§ EXERCISE:
Where the string "road" shows up in a line of the records, copy that line.

□ □ □ □ □

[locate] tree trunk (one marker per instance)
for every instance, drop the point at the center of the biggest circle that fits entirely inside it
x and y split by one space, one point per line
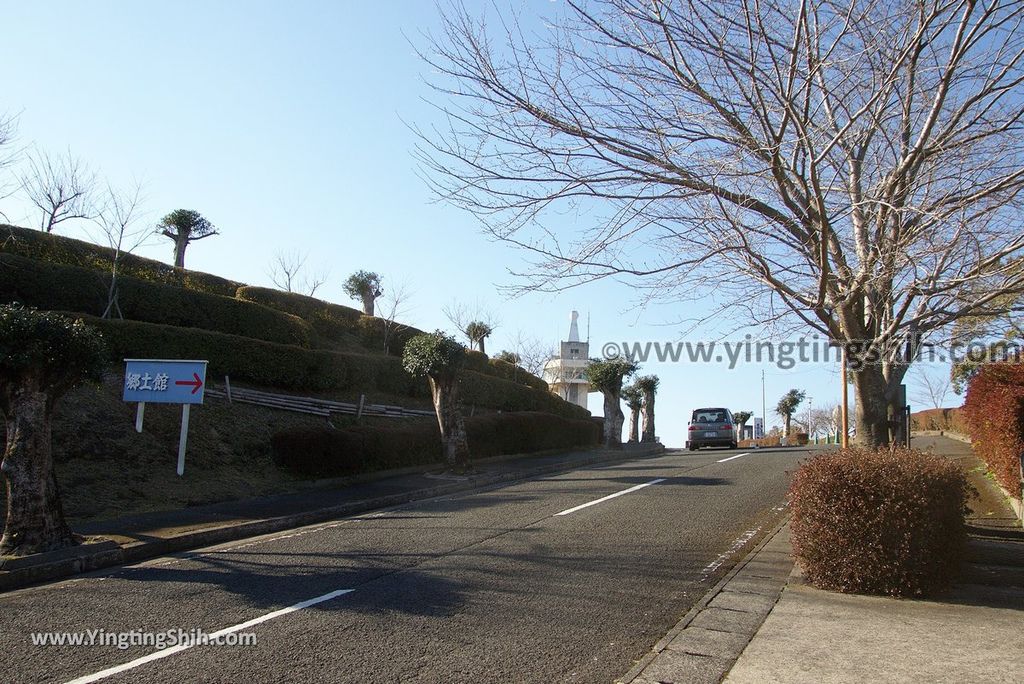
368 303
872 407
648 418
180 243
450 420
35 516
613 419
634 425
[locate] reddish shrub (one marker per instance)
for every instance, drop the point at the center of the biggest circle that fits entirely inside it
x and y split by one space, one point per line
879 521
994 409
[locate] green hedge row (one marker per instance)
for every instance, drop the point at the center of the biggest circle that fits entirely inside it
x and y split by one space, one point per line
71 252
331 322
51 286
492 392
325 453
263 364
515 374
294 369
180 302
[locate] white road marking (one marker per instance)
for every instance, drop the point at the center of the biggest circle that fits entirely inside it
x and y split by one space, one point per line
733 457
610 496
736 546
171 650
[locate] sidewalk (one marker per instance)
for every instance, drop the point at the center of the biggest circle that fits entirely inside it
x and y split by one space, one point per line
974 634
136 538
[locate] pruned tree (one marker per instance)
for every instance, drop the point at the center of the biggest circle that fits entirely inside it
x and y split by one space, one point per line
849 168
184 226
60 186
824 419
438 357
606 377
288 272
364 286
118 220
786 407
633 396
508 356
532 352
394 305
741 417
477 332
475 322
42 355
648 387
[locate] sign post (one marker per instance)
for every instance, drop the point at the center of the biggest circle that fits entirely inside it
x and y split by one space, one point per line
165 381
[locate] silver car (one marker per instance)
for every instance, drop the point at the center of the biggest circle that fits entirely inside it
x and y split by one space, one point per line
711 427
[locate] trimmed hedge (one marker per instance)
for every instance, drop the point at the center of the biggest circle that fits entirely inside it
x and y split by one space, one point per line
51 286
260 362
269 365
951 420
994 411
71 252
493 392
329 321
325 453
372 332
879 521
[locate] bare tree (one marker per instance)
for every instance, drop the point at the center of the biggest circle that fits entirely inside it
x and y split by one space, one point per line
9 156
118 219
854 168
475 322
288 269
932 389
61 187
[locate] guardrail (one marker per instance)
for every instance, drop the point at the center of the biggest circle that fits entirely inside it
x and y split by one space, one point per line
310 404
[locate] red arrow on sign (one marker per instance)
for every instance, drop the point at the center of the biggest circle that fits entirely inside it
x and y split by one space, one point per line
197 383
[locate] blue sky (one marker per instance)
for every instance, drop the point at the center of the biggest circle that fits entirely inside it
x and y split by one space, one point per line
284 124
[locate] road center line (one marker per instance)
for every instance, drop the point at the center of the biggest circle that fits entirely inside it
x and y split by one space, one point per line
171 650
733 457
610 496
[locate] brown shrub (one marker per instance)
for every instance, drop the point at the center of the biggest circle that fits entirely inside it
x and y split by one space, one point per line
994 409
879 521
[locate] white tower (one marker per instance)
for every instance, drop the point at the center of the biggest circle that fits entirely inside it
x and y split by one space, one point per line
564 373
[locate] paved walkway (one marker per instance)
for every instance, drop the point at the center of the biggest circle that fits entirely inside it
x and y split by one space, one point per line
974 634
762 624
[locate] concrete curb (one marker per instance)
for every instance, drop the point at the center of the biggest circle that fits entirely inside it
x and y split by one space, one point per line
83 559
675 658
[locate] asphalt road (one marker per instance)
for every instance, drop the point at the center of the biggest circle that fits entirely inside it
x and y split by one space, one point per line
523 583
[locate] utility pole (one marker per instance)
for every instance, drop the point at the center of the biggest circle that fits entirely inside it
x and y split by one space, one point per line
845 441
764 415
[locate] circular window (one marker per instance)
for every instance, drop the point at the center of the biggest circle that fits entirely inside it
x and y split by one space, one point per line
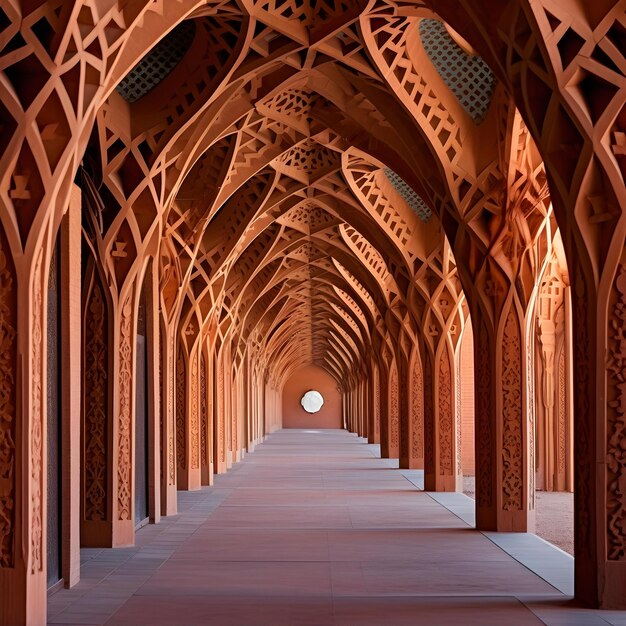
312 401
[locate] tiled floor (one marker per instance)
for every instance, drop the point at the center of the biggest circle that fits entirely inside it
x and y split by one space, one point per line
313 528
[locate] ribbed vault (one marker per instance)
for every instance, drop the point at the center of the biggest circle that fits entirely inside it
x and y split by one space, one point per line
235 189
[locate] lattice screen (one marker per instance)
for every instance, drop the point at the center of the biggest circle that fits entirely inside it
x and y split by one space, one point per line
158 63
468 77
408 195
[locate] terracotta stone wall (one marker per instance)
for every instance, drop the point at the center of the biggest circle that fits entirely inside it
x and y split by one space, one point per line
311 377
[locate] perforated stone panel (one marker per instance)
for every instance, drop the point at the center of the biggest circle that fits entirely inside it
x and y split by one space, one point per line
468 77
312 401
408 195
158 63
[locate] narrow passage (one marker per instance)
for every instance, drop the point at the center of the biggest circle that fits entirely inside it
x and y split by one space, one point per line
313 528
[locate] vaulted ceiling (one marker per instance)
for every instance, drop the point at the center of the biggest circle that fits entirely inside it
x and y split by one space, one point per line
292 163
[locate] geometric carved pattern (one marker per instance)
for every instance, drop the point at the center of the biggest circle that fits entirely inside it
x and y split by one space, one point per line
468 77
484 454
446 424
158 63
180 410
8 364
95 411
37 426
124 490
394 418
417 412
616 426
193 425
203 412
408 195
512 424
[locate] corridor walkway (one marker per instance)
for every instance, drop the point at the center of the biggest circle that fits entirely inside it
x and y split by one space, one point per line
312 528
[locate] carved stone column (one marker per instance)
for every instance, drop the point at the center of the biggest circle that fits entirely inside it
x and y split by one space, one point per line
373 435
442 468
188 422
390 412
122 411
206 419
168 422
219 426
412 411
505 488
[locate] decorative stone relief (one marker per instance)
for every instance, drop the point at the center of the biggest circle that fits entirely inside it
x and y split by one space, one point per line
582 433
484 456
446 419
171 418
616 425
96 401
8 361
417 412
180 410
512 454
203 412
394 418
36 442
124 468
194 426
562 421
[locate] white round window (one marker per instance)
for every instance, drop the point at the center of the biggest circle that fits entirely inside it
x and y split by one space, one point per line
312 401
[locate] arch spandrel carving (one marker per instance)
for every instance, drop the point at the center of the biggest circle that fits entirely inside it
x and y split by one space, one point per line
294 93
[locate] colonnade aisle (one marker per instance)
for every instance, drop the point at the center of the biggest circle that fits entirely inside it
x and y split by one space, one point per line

□ □ □ □ □

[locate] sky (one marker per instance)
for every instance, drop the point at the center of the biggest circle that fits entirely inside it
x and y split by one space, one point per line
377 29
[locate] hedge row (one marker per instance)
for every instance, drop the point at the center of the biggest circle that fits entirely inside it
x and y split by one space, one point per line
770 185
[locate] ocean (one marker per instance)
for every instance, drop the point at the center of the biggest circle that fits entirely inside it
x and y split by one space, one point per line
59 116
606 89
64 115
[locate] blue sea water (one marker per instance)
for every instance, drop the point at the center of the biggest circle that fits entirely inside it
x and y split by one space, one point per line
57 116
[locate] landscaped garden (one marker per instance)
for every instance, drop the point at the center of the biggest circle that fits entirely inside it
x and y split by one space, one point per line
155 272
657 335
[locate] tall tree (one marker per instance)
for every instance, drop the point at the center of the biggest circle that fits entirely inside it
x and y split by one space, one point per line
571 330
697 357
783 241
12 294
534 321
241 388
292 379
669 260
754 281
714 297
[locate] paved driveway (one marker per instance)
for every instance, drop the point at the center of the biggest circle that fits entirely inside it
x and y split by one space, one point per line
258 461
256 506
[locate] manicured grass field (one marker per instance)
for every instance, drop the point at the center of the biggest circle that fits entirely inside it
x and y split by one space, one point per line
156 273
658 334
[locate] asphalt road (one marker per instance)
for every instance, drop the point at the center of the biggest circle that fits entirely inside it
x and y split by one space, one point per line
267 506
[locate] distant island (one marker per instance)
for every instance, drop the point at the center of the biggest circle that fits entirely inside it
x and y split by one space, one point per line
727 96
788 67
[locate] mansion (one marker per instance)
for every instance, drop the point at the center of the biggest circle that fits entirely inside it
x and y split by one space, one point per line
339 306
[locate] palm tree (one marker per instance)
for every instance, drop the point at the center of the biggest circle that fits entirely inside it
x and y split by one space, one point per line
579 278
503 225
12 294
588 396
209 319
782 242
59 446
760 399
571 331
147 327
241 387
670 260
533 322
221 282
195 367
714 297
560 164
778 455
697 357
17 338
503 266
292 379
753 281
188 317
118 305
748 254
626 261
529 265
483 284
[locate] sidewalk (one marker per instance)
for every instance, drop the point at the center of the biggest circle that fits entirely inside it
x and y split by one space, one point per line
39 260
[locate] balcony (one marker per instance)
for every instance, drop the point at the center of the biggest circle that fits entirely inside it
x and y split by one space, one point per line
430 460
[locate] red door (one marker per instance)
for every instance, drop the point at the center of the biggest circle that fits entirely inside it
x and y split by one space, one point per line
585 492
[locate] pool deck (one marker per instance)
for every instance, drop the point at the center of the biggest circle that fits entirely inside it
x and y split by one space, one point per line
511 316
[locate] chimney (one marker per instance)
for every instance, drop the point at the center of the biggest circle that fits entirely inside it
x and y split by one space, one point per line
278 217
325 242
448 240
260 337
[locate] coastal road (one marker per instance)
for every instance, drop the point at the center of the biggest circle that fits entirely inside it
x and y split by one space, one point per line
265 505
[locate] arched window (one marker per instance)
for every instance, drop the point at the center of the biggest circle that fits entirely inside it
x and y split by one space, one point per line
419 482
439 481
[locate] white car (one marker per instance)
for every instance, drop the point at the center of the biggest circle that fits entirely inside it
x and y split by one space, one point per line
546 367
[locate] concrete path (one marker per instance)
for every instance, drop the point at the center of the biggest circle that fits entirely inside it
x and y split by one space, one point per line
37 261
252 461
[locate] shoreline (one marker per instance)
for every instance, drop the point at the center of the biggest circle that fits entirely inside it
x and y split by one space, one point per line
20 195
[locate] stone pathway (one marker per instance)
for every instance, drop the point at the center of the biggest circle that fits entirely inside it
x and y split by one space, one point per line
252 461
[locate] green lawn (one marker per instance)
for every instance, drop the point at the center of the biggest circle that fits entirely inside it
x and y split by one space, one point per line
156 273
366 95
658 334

□ □ □ □ □

§ PROBLEM SOLUTION:
[locate] white road marking (one marker per instance)
[locate] road center line (one marker per instance)
[locate] asphalt road (one marker per instance)
[locate] asphalt road (one marker per instance)
[locate] coastal road (one marker per instance)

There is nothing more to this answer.